▼▼▼
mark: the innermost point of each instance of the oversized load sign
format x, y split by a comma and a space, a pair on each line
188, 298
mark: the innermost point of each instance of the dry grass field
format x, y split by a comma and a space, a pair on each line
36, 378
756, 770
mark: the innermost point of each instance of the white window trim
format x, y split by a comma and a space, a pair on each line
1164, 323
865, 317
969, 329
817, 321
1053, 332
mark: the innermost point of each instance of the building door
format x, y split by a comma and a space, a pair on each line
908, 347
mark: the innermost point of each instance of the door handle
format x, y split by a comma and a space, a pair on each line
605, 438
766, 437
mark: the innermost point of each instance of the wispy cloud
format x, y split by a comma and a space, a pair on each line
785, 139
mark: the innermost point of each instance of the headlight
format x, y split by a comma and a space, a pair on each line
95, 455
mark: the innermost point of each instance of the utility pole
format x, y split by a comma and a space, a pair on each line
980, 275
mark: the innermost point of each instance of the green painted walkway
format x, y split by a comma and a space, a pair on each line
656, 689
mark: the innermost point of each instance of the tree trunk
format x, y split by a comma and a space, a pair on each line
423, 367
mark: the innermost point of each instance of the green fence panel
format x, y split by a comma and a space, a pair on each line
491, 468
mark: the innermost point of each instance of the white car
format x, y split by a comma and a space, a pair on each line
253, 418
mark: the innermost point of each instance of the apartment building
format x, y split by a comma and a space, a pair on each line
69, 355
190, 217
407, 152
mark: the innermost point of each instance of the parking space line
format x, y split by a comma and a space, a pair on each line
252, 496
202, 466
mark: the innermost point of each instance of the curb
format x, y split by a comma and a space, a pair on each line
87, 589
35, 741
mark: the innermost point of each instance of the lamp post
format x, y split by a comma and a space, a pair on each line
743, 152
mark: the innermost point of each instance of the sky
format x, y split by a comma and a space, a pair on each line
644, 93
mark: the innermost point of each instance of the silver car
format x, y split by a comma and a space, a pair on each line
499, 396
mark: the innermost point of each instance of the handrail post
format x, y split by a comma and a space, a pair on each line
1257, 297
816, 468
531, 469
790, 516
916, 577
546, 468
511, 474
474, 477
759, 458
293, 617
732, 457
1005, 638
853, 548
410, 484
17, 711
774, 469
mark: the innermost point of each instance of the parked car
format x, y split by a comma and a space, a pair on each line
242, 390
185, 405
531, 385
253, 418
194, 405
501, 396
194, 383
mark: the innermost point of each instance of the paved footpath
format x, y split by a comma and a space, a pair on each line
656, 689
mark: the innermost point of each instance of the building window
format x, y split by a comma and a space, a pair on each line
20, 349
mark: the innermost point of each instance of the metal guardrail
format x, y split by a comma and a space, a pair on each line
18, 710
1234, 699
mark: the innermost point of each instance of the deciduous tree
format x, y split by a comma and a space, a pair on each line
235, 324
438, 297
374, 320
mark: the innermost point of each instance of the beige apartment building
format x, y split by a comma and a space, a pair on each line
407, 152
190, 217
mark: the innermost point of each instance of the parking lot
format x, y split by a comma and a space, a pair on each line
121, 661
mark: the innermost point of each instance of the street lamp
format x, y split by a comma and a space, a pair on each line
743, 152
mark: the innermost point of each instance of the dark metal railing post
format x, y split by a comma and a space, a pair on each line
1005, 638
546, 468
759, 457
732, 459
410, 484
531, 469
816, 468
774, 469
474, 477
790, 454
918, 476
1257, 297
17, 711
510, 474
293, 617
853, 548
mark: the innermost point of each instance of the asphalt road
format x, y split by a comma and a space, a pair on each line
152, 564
▲▲▲
Search the listing above for the lines with "mark: the innermost point of each instance of the handrail" and "mark: the innermost point of each instance of the parked", then output those lines and all lines between them exactly.

* _ANSWER TO THIS TASK_:
mark: the innermost point of each instance of the handrail post
format x, y split by a comma and a space, a pair on each line
1257, 297
816, 468
531, 469
790, 516
916, 577
546, 468
511, 474
474, 477
759, 458
293, 617
732, 457
1005, 638
853, 548
410, 484
17, 711
774, 469
mark: the innermost point of each instance of the parked car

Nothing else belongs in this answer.